Point localization data:

□ □ □

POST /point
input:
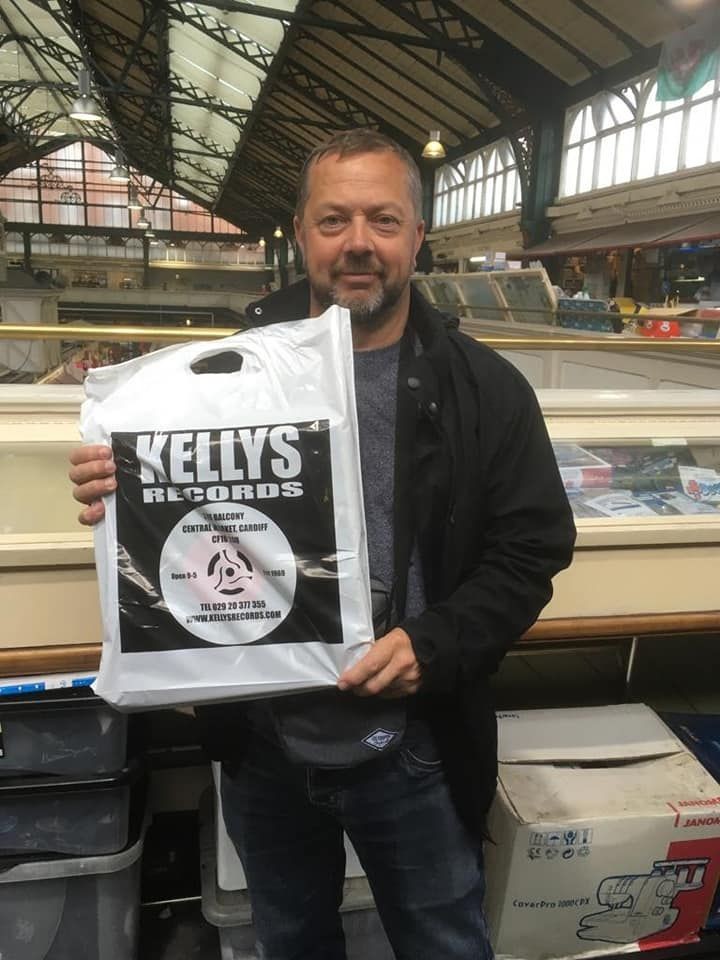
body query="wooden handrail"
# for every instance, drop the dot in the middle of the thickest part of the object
(38, 661)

□ □ □

- [The problem]
Without including any pictures, please restate all the records exactly.

- [Output of the exercise]
POST /point
input:
body query="wooden handrail"
# for every instance, drop the dot in the middle of the thickest part of the object
(38, 661)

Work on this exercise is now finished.